Problem requirements -> With the line containing "each like [364,330]." as the first line and the last line of the records as the final one, reproduce that range exactly.

Information ->
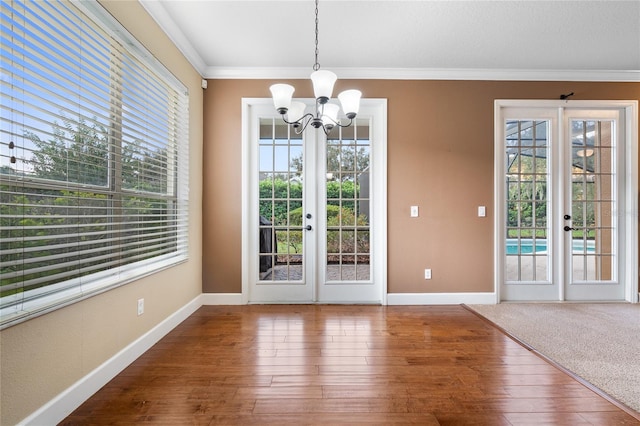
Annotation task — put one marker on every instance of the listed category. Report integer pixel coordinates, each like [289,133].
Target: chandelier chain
[316,65]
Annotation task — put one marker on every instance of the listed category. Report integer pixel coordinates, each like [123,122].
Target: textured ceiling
[529,39]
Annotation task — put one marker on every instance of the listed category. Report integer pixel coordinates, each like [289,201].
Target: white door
[315,226]
[565,211]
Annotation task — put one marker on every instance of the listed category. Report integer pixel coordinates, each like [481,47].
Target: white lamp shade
[323,82]
[296,111]
[330,114]
[350,100]
[282,94]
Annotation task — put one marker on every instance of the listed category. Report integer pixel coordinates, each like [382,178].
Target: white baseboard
[222,299]
[64,403]
[71,398]
[441,298]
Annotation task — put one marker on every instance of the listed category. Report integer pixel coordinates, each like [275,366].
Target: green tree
[77,153]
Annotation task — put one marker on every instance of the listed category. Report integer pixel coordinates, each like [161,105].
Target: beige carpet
[600,342]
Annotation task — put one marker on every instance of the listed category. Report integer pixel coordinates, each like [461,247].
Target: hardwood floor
[336,365]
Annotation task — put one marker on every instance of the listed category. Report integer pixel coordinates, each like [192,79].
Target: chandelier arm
[337,123]
[301,123]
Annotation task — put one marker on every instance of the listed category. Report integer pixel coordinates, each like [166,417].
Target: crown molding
[159,14]
[429,74]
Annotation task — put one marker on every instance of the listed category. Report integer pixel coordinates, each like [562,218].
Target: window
[93,157]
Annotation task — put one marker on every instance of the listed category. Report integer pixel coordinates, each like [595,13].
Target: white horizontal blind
[93,157]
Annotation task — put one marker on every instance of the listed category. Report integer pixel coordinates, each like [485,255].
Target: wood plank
[326,364]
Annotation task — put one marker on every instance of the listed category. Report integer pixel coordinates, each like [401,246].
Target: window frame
[29,303]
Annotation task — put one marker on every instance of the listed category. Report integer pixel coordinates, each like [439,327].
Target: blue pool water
[526,246]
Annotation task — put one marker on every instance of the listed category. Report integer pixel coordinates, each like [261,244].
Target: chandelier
[326,113]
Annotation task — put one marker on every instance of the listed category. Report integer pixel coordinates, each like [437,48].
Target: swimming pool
[526,246]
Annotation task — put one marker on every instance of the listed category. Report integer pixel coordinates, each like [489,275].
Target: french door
[565,226]
[315,206]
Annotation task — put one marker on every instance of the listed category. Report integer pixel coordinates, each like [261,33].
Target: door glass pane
[527,202]
[280,201]
[348,202]
[592,200]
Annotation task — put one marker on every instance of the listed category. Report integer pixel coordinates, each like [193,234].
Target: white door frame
[629,218]
[369,107]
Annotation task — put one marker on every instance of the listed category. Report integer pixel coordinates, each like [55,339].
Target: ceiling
[419,39]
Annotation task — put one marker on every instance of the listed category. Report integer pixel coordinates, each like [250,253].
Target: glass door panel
[280,201]
[562,186]
[310,223]
[347,204]
[591,239]
[527,229]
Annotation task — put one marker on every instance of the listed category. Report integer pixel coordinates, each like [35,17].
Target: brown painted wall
[440,157]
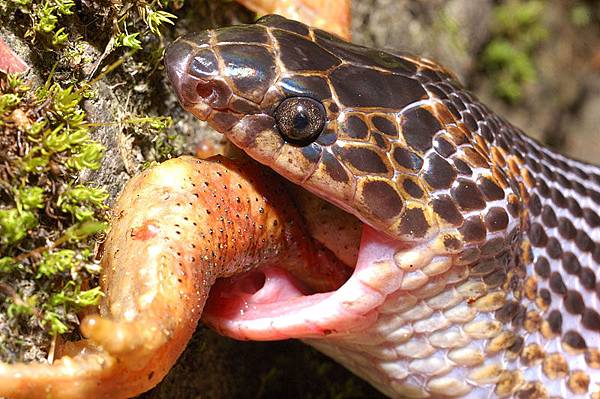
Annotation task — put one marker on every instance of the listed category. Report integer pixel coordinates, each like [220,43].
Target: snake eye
[300,119]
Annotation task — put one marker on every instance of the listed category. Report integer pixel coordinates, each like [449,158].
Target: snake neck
[561,243]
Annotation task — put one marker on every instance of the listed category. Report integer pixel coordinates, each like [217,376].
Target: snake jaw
[268,303]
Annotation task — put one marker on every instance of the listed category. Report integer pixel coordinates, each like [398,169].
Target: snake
[477,270]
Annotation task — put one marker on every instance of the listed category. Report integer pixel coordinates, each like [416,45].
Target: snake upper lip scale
[479,243]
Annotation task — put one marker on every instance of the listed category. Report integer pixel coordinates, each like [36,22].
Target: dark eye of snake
[300,120]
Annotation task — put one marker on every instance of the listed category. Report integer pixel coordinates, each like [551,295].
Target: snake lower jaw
[270,304]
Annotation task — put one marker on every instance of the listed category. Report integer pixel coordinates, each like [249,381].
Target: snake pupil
[300,120]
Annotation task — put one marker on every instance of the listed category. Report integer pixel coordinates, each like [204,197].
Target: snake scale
[478,268]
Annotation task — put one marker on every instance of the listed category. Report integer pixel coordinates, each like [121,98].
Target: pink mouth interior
[269,303]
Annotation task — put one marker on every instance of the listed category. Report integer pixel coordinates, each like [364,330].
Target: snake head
[374,133]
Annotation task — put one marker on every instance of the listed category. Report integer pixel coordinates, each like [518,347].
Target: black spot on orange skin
[452,243]
[146,231]
[413,223]
[355,127]
[467,195]
[418,128]
[407,159]
[334,168]
[381,199]
[439,173]
[444,206]
[363,159]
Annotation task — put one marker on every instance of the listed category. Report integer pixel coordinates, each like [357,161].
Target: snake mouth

Task result ->
Annotation task — put one marker on every instance of the listed category. Report integer pixel coordinates, each like [364,330].
Target: snake head
[374,133]
Annotation task — put one marker on every instance of the listed category. Report integer pixel coordinates, each like [518,347].
Target: black spot on orange skin
[452,243]
[146,231]
[413,223]
[355,127]
[467,195]
[418,128]
[407,159]
[334,168]
[381,199]
[439,173]
[444,206]
[363,159]
Annotation task — put one marker on every instance of the listed category. Report integer pixel coordinates, each like [357,161].
Target: snake mouth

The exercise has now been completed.